* start Input for this task *

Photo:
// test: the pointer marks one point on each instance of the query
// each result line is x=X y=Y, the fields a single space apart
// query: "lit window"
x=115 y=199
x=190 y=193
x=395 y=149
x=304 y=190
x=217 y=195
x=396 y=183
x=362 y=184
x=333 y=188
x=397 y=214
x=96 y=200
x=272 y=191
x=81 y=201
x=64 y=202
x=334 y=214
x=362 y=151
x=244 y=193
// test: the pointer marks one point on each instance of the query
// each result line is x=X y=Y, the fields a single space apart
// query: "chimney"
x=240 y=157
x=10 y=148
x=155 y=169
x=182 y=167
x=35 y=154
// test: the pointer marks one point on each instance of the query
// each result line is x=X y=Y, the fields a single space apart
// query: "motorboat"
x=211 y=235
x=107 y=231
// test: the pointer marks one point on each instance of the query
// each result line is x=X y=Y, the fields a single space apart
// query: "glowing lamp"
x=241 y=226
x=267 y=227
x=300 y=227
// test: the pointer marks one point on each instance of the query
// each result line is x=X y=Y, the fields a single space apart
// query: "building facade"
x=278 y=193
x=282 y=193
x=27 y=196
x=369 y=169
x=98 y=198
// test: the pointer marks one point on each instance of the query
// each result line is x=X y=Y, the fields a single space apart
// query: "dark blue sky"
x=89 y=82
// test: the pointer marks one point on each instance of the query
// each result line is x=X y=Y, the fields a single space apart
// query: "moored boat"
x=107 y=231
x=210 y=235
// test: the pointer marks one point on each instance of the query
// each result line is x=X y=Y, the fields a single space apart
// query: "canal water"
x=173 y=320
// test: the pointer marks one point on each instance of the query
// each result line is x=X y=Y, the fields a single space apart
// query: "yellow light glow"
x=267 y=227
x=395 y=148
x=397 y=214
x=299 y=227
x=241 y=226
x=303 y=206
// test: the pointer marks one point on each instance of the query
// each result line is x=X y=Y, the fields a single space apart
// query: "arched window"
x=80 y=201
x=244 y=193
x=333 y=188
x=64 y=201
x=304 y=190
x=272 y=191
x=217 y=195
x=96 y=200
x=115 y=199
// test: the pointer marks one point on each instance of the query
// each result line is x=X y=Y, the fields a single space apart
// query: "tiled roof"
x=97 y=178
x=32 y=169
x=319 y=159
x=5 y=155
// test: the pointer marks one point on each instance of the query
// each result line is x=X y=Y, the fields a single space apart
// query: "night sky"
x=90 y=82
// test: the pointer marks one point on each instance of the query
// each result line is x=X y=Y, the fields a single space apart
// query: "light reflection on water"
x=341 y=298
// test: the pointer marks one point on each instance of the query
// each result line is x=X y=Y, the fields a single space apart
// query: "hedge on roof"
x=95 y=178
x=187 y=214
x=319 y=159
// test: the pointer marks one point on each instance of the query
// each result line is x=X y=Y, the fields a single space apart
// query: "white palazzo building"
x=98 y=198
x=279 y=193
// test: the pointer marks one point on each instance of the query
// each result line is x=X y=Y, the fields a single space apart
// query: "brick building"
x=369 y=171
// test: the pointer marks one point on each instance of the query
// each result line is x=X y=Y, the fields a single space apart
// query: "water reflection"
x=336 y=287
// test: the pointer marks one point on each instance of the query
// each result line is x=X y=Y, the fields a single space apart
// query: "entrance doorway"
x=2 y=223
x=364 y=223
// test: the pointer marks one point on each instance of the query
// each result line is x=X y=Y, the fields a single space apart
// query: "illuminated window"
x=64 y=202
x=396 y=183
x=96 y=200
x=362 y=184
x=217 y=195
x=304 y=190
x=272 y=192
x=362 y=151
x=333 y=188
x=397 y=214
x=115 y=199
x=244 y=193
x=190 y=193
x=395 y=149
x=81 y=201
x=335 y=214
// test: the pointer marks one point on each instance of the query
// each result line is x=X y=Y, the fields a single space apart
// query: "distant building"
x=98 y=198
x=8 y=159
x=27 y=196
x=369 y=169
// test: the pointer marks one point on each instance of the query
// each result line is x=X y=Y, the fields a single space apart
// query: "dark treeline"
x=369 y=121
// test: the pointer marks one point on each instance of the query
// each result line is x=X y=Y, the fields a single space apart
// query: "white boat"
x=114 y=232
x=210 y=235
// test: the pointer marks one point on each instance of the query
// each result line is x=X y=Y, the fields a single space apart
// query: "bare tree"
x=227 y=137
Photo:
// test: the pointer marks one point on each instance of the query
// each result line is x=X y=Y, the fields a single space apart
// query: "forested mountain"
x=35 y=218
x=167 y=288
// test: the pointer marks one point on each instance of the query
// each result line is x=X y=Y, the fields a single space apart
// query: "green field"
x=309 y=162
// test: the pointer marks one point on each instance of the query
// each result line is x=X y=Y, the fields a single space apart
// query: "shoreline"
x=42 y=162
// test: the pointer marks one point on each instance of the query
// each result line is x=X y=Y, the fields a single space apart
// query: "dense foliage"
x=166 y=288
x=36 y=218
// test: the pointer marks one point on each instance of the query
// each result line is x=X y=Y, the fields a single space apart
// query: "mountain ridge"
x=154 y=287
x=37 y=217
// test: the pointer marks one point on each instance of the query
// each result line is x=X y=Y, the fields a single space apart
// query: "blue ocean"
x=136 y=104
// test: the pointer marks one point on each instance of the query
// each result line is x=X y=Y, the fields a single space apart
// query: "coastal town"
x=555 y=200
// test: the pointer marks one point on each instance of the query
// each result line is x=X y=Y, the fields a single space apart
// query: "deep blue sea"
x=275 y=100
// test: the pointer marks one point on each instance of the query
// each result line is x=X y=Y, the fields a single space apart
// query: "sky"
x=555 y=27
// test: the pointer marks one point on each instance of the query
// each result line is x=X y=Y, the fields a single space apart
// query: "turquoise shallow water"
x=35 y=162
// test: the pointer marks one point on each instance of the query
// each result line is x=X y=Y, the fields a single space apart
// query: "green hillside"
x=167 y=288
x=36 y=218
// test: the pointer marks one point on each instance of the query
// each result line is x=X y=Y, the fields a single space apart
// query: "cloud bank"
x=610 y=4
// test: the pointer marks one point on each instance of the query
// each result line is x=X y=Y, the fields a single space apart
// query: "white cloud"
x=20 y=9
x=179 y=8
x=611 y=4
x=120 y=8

* end Input for this task *

◆ Task directions
Quote the data in full, keeping each word unchanged.

◆ Task output
Photo:
// test: the pointer marks one point on each instance of the query
// each result line is x=X y=Y, the fields a single space apart
// query: "lit window"
x=115 y=199
x=190 y=193
x=395 y=149
x=304 y=190
x=217 y=195
x=396 y=183
x=362 y=184
x=333 y=188
x=397 y=214
x=96 y=200
x=272 y=191
x=81 y=201
x=64 y=202
x=334 y=214
x=362 y=151
x=244 y=193
// test: the pointer marks one point on each instance of the query
// each result line is x=X y=Y, the fields a single space apart
// query: "chimney"
x=240 y=157
x=10 y=148
x=155 y=169
x=182 y=167
x=35 y=154
// test: the pointer marks one point on each instance of the query
// each result line is x=X y=Y, the fields a single space apart
// query: "motorboat"
x=211 y=235
x=107 y=231
// test: the pointer marks one point on each instance of the query
// each result line is x=X y=Y, the fields a single space apart
// query: "glowing lamp"
x=241 y=226
x=267 y=227
x=300 y=227
// test: the pointer marks one point on each instance of the query
// each result line is x=X y=Y, the fields a single space apart
// query: "building facade"
x=278 y=193
x=282 y=193
x=27 y=196
x=369 y=169
x=98 y=198
// test: the pointer marks one point on each instance of the query
// each result line is x=X y=Y, the fields a single space apart
// query: "dark blue sky"
x=89 y=82
// test: the pointer marks one point on each instance of the query
// each result line is x=X y=Y, the fields a single space apart
// query: "moored boat"
x=107 y=231
x=210 y=235
// test: the pointer marks one point on each instance of the query
// each result line is x=X y=Y, the fields a single space apart
// query: "canal water"
x=173 y=320
// test: the pointer marks one point on each instance of the query
// each result line is x=X y=Y, the fields a single space apart
// query: "yellow light glow"
x=267 y=227
x=395 y=148
x=397 y=214
x=299 y=227
x=241 y=226
x=303 y=206
// test: the pointer marks one point on each instance of the query
// each result line is x=X y=Y, the fields a single space apart
// query: "arched window"
x=80 y=201
x=244 y=193
x=333 y=188
x=64 y=201
x=304 y=190
x=272 y=191
x=217 y=195
x=96 y=200
x=115 y=199
// test: the pointer marks one point on each instance of the query
// each result line is x=X y=Y, the fields a single space apart
// query: "tiled roof"
x=97 y=178
x=32 y=169
x=319 y=159
x=5 y=155
// test: the pointer marks one point on each instance of the query
// each result line is x=X y=Y, the fields a single space apart
// query: "night sky"
x=90 y=82
// test: the pointer marks one point on each instance of the query
// each result line is x=X y=Y, the fields a single space apart
// query: "light reflection on water"
x=341 y=298
// test: the pointer marks one point on each instance of the query
// each result line is x=X y=Y, the fields a single space apart
// query: "hedge on roof"
x=95 y=178
x=187 y=214
x=319 y=159
// test: the pointer marks one point on each instance of the query
// each result line is x=X y=Y, the fields a single space apart
// query: "white palazzo building"
x=98 y=198
x=279 y=193
// test: the pointer marks one point on each instance of the query
// each result line is x=X y=Y, the fields a single space apart
// query: "brick building"
x=369 y=171
// test: the pointer marks one point on each instance of the query
// each result line is x=X y=Y, the fields a single space apart
// query: "water reflection"
x=336 y=287
// test: the pointer marks one point on each instance of the query
// each result line is x=X y=Y, the fields a single space apart
// query: "entrance doorway"
x=2 y=223
x=364 y=223
// test: the pointer marks one point on each instance of the query
// each result line is x=X y=Y, the fields a single space apart
// query: "illuminated window"
x=64 y=202
x=396 y=183
x=96 y=200
x=362 y=184
x=217 y=195
x=304 y=190
x=272 y=192
x=362 y=151
x=333 y=188
x=397 y=214
x=115 y=199
x=244 y=193
x=190 y=193
x=395 y=149
x=81 y=201
x=335 y=214
// test: the pointer marks one point on each instance of the query
// each result line is x=X y=Y, the fields a single space apart
// query: "distant building"
x=98 y=198
x=8 y=159
x=27 y=196
x=369 y=169
// test: the pointer marks one point on each instance of the query
// each result line is x=X y=Y, the fields a single space apart
// query: "dark treeline"
x=369 y=121
// test: the pointer marks one point on each instance of the query
// each result line is x=X y=Y, the fields a single space apart
// query: "white boat"
x=114 y=232
x=210 y=235
// test: the pointer marks one point on each instance of the query
// each result line is x=X y=Y, the fields a single space apart
// query: "bare tree"
x=227 y=137
Photo:
// test: the pointer marks one point on each instance of the query
// each result line is x=X y=Y, the fields a single space apart
// query: "forested mountain"
x=35 y=218
x=167 y=288
// test: the pointer marks one point on each instance of the query
// each result line is x=X y=Y, the fields a single space apart
// query: "green field"
x=309 y=162
// test: the pointer marks one point on each instance of the query
// each result line is x=X y=Y, the fields a single space apart
// query: "shoreline"
x=42 y=162
// test: the pointer marks one point on each instance of the query
// each result line is x=X y=Y, the fields a single space apart
// query: "dense foliage"
x=166 y=288
x=36 y=218
// test: the pointer marks one point on each instance of the query
// each result line is x=X y=Y, the fields a single space apart
// query: "mountain ridge"
x=154 y=287
x=37 y=217
// test: the pointer marks one point on each instance of the query
// each result line is x=X y=Y, the fields a single space apart
// query: "blue ocean"
x=136 y=104
// test: the pointer marks one point on each instance of the query
// each result line is x=X y=Y, the fields a single space apart
// query: "coastal town"
x=555 y=200
// test: the pointer marks one point on each instance of the query
// each result line is x=X y=Y, the fields a single space apart
// query: "deep blue sea"
x=275 y=100
// test: the pointer marks one point on each instance of the query
// each result line is x=X y=Y, the fields a single space apart
// query: "sky"
x=555 y=27
// test: the pointer marks one point on each instance of the query
// each result line is x=X y=Y, the fields a single space apart
// query: "turquoise shallow water"
x=35 y=162
// test: the pointer marks one point on each instance of the query
// each result line is x=X y=Y, the fields a single space apart
// query: "green hillside"
x=167 y=288
x=36 y=218
// test: the pointer marks one point on each instance of the query
// each result line is x=X y=Y, the fields a single space apart
// query: "cloud bank"
x=610 y=4
// test: the pointer marks one point on each instance of the query
// each result line is x=X y=Y, the fields a single space apart
// query: "white cloud"
x=20 y=9
x=179 y=8
x=611 y=4
x=120 y=8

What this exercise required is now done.